> [EXTRAIT DE L'ARRÊT]:

---

CA Douai, 2e ch. sect. 2, 13 octobre 2009, n° 09/01510
DOUAI
Arrêt
Autre
COMPOSITION DE LA JURIDICTION
Président :
Mme Olivier
Conseillers :
M. Deleneuville, Mme Muller
Avoués :
SCP Thery-Laurent, SCP Deleforge Franchi
Avocat :
Me Mathot
Monsieur David DEWITTE, exploitant un fonds de commerce de café 47 place Carnot à DOUAI a été déclaré en liquidation judiciaire simplifiée le 19 juin 2008, avec poursuite de l'activité. Dans ce cadre, Monsieur Christophe X... a adressé le 25 août 2008 une proposition d'achat du fonds de commerce à Maître Dominique MIQUEL ès qualités de liquidateur. Devant l'existence d'une offre émanant d'autres candidats, Maître Dominique MIQUEL a demandé à ces derniers et à Monsieur Christophe X... d'adresser leur meilleure offre au Juge Commissaire sous forme de pli cacheté. Monsieur Christophe X... a adressé alors une offre le 10 octobre 2008 pour un montant de 90 000 €.
Par ordonnance du 24 octobre 2008, le Juge Commissaire ordonnait la vente du fonds de commerce au profit de Monsieur Christophe X... pour le prix de 90.000 €.
Sur opposition formée par Monsieur Christophe X... à cette ordonnance, par jugement du 11 février 2009, le Tribunal de Commerce de DOUAI a, notamment, rejeté la demande de Monsieur Christophe X... tendant à voir rétracter l'ordonnance du juge commissaire, condamné Monsieur Christophe X... à signer, dans les 15 jours de la notification du jugement, l'acte de vente du fonds de commerce, ainsi qu'à payer le prix de 90 000 € outre intérêts et frais de vente, et qu'à défaut de cette signature le jugement vaudra cession. Il a encore condamné
Monsieur Christophe X... à payer à Maître Dominique MIQUEL ès qualité la somme de 1 500 € en application de l'article 700 du code de procédure civile.

---

> [DONNÉES CONSERVÉES]:
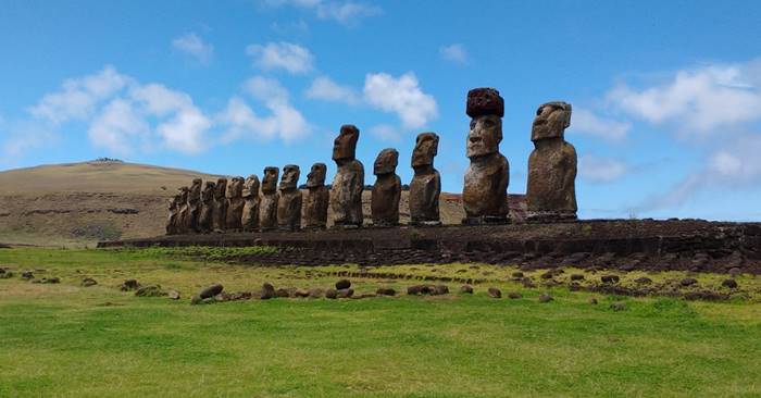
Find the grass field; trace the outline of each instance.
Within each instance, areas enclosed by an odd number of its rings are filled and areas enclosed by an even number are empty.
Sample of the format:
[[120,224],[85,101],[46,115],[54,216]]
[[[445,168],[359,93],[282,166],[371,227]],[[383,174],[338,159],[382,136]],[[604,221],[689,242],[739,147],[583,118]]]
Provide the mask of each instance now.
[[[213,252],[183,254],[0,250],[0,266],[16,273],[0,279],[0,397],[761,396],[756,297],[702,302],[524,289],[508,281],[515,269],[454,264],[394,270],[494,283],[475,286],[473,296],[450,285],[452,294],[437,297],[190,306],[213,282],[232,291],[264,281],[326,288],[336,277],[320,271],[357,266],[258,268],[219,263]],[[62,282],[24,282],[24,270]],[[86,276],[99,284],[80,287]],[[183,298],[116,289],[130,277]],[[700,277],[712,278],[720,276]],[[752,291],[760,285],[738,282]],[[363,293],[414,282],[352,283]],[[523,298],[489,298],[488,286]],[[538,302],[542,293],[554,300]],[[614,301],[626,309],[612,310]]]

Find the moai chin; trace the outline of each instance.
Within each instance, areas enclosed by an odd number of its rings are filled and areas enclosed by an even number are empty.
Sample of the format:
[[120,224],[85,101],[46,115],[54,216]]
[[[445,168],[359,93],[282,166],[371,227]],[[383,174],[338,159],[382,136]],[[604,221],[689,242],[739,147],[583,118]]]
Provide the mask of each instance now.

---

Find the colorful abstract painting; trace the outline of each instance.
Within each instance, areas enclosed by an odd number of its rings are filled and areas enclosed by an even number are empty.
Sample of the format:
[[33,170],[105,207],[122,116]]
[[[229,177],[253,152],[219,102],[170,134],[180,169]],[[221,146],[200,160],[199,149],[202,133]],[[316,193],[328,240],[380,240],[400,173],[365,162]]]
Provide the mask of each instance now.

---

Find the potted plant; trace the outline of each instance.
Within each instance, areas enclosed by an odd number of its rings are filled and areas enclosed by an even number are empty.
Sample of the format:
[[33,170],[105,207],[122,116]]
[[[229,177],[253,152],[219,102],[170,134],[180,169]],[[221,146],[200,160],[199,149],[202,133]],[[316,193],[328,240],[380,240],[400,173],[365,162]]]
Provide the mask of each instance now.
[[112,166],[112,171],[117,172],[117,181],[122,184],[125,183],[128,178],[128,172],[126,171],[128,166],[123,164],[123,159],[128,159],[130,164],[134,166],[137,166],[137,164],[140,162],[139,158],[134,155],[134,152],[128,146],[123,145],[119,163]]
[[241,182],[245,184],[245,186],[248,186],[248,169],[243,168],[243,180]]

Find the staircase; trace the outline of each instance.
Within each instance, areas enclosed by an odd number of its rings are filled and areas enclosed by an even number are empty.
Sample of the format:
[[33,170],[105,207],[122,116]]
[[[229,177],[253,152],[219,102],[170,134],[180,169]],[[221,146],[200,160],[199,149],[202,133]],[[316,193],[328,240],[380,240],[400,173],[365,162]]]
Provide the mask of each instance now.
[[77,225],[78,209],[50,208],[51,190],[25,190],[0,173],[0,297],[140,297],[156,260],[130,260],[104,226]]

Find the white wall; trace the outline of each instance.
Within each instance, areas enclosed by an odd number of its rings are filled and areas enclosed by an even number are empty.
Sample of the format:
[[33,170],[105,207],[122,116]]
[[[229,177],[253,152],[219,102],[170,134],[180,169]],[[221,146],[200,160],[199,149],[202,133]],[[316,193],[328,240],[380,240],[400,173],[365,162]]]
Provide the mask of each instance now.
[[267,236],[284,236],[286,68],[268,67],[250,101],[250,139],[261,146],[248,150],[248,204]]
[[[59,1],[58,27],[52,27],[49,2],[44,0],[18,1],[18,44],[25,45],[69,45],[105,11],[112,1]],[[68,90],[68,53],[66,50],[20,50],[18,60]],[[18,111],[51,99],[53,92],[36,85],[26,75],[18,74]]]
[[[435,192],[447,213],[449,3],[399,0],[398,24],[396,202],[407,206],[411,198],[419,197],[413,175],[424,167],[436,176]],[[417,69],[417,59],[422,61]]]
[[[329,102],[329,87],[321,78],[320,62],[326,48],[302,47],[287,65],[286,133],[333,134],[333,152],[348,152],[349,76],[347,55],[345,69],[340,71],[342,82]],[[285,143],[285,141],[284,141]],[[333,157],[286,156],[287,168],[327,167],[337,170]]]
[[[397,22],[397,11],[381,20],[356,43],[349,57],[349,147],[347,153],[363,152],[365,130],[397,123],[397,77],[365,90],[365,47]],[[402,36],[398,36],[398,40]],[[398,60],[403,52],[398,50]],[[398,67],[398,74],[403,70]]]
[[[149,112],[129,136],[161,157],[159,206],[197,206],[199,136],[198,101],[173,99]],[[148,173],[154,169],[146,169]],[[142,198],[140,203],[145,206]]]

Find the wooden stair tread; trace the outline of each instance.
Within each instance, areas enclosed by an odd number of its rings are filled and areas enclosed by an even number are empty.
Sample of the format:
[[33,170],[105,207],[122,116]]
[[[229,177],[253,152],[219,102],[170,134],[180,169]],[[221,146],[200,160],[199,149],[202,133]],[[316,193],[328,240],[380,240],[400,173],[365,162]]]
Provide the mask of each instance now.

---

> [CONSIGNE 1]: Recopiez fidèlement le passage de l'arrêt situé entre « Sur opposition formée » et « de procédure civile. », ces deux bornes comprises.
> [CONSIGNE 2]:
D'après l'arrêt, répondez brièvement :
(a) À quelle date M. David DEWITTE a-t-il été déclaré en liquidation judiciaire simplifiée ?
(b) Quelle juridiction a rendu le jugement du 11 février 2009 ?
(c) Quelle somme M. Christophe X... est-il condamné à payer à Maître Dominique MIQUEL en application de l'article 700 du code de procédure civile ?

> [CORRIGÉ RÉDIGÉ 1]:
Sur opposition formée par Monsieur Christophe X... à cette ordonnance, par jugement du 11 février 2009, le Tribunal de Commerce de DOUAI a, notamment, rejeté la demande de Monsieur Christophe X... tendant à voir rétracter l'ordonnance du juge commissaire, condamné Monsieur Christophe X... à signer, dans les 15 jours de la notification du jugement, l'acte de vente du fonds de commerce, ainsi qu'à payer le prix de 90 000 € outre intérêts et frais de vente, et qu'à défaut de cette signature le jugement vaudra cession. Il a encore condamné
Monsieur Christophe X... à payer à Maître Dominique MIQUEL ès qualité la somme de 1 500 € en application de l'article 700 du code de procédure civile.

> [CORRIGÉ RÉDIGÉ 2]:
(a) Le 19 juin 2008.
(b) Le Tribunal de Commerce de DOUAI.
(c) 1 500 €.